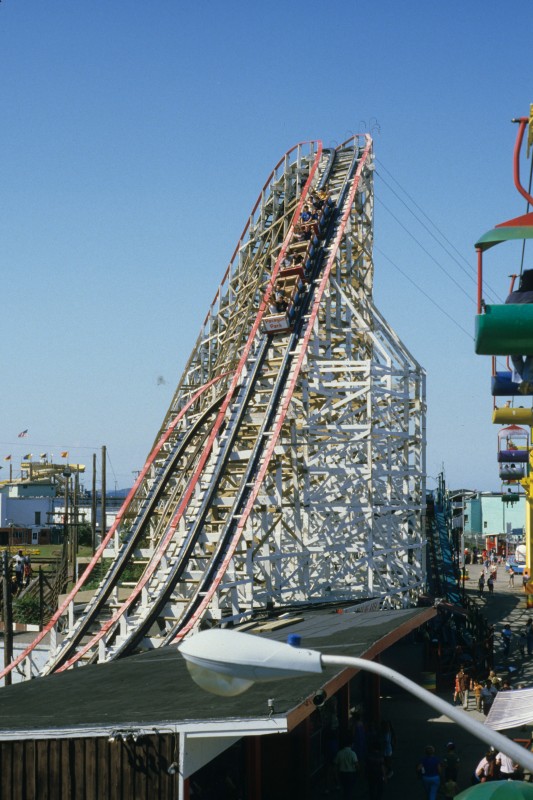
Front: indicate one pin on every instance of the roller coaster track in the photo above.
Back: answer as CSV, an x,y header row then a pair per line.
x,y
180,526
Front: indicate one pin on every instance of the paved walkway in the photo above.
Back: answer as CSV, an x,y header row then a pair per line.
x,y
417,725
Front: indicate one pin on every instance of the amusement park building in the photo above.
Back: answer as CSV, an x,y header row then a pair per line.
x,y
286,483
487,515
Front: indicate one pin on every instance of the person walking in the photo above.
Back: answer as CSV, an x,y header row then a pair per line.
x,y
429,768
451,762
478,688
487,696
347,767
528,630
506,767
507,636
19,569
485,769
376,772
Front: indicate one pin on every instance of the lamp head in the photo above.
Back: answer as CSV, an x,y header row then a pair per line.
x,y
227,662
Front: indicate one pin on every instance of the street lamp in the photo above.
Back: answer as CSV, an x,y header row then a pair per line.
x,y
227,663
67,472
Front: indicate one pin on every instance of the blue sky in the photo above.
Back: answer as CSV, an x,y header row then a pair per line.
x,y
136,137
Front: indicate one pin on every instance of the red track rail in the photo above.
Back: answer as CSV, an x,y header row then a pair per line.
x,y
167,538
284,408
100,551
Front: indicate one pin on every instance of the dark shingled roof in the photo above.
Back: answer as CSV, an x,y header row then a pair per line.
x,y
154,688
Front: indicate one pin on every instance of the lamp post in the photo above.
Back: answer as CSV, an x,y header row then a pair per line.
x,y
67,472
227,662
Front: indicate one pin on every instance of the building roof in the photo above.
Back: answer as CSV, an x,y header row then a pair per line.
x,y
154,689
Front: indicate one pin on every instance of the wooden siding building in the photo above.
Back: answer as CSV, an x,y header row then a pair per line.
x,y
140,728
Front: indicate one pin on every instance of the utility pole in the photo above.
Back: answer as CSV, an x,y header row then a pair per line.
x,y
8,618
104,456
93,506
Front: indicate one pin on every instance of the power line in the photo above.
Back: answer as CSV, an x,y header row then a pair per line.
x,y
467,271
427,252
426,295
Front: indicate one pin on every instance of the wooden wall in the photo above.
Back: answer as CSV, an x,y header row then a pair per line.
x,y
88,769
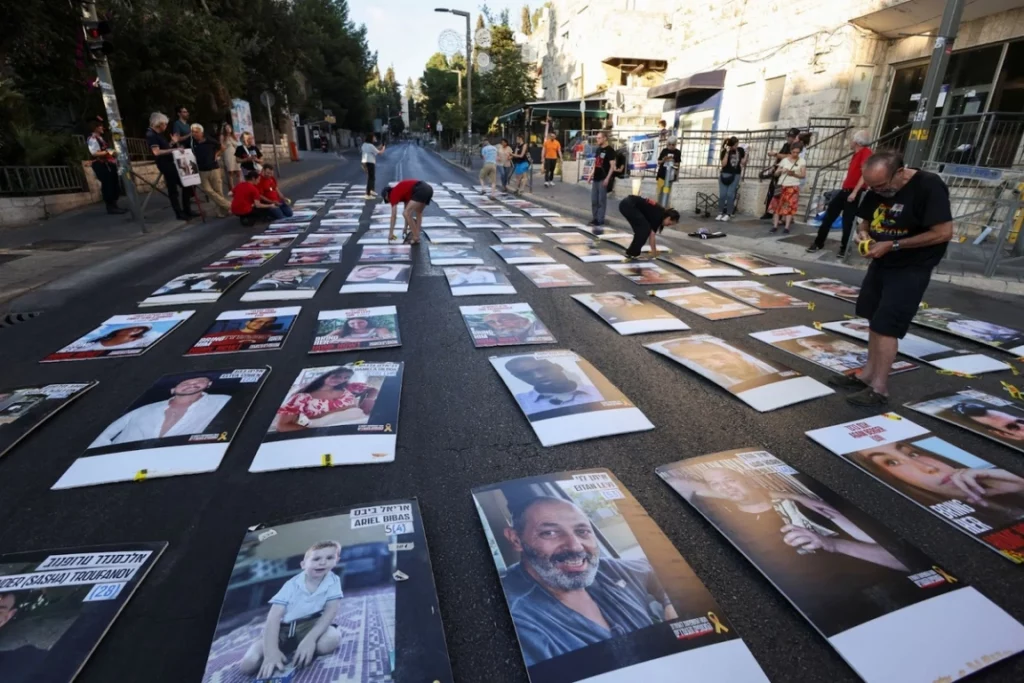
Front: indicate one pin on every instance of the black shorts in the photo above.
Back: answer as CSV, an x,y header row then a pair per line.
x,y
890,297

■ ■ ■

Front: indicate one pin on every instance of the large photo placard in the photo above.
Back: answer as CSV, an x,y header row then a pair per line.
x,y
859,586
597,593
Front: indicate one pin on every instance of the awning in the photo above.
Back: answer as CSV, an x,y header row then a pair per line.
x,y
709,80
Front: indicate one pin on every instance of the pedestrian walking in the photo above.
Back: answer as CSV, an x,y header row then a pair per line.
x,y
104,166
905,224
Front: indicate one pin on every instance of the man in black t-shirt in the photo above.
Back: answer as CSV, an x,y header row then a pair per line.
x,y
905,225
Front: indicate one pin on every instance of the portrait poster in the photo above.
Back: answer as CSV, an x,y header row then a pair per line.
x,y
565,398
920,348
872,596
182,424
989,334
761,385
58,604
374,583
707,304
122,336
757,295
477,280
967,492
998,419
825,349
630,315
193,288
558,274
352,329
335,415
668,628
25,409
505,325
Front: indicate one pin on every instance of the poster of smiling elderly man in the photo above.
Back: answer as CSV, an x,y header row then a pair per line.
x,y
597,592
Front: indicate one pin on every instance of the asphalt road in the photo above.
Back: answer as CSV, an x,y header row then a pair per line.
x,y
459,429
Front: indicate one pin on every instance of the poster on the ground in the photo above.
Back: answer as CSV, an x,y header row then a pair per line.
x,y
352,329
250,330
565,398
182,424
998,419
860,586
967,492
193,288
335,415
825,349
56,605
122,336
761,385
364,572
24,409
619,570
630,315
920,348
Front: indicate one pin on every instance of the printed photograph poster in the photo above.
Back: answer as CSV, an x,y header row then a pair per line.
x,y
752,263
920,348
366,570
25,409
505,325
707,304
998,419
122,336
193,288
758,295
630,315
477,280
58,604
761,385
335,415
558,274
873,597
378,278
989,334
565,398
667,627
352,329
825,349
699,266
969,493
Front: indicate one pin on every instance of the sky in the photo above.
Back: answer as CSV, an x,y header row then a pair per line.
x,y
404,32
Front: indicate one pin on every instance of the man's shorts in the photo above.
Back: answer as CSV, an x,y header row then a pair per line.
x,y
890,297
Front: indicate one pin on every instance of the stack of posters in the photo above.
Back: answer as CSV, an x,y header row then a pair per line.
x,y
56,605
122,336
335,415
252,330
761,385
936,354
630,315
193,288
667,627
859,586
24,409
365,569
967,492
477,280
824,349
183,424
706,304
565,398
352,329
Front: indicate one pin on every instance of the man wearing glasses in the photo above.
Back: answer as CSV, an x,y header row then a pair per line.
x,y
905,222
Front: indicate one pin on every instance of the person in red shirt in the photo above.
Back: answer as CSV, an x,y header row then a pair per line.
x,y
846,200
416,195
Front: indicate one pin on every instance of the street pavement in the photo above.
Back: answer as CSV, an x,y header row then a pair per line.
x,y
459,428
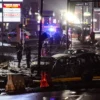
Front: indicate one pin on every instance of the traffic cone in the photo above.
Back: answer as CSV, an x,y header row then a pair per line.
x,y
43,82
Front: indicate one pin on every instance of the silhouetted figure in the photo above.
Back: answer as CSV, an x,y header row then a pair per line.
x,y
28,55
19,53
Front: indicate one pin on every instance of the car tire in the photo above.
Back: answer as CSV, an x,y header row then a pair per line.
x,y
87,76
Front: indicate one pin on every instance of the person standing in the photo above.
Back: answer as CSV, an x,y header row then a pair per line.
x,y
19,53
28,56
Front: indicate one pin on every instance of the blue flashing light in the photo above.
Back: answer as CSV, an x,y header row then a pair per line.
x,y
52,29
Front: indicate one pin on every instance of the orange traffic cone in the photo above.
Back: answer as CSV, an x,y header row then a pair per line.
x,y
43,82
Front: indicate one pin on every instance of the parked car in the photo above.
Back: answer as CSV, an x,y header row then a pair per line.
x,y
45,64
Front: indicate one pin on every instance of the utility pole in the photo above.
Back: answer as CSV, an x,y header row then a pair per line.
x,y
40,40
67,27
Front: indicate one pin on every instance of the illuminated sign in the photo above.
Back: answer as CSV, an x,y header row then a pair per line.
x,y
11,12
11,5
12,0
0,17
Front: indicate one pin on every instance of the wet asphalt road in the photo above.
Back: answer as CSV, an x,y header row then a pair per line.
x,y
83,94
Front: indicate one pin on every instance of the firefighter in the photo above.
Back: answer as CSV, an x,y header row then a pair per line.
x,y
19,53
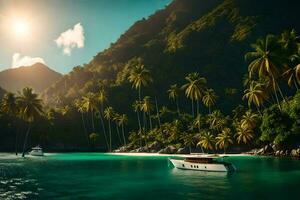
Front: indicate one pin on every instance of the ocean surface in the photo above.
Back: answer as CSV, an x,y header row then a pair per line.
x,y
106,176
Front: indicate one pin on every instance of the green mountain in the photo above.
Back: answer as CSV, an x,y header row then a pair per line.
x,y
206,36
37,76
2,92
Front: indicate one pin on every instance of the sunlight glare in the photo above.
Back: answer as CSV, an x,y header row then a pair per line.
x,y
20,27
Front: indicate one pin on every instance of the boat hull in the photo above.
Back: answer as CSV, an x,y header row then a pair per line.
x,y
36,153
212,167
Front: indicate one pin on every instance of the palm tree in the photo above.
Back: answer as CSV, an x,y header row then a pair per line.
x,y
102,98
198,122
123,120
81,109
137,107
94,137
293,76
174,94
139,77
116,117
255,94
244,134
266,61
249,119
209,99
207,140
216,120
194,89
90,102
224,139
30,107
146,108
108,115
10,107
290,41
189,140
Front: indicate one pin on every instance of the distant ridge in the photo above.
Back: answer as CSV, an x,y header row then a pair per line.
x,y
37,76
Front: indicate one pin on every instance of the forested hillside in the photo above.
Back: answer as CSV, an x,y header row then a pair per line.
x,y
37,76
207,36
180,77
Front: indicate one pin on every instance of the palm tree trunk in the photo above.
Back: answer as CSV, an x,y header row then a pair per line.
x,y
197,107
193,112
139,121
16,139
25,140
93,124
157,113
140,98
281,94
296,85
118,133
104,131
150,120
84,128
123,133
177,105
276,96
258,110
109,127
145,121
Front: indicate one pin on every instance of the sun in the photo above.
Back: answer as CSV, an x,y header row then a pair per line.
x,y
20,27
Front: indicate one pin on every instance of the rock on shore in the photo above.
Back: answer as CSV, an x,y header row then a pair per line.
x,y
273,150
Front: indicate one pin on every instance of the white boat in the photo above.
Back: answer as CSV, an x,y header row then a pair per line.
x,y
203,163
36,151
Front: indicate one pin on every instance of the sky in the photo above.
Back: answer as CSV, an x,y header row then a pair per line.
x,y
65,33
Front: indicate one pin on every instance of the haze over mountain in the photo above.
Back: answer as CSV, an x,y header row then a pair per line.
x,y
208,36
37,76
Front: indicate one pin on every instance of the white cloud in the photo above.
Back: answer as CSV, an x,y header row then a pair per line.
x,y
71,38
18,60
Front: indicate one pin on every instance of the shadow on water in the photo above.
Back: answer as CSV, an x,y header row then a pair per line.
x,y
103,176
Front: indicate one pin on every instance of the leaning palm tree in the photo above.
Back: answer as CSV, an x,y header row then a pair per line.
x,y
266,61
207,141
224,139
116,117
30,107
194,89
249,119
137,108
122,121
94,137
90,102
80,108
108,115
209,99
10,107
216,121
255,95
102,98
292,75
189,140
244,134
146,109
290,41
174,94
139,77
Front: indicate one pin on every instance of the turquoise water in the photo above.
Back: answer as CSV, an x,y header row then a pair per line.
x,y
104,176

■ ■ ■

The request
Find every line in the two blocks above that contains the string "traffic" and copy each one out in full; matching is case-sensitive.

Expected output
Front: indicate one pin on every instance of the traffic cone in the photo above.
Front: indicate one pin on every instance of the orange traffic cone in the photo above.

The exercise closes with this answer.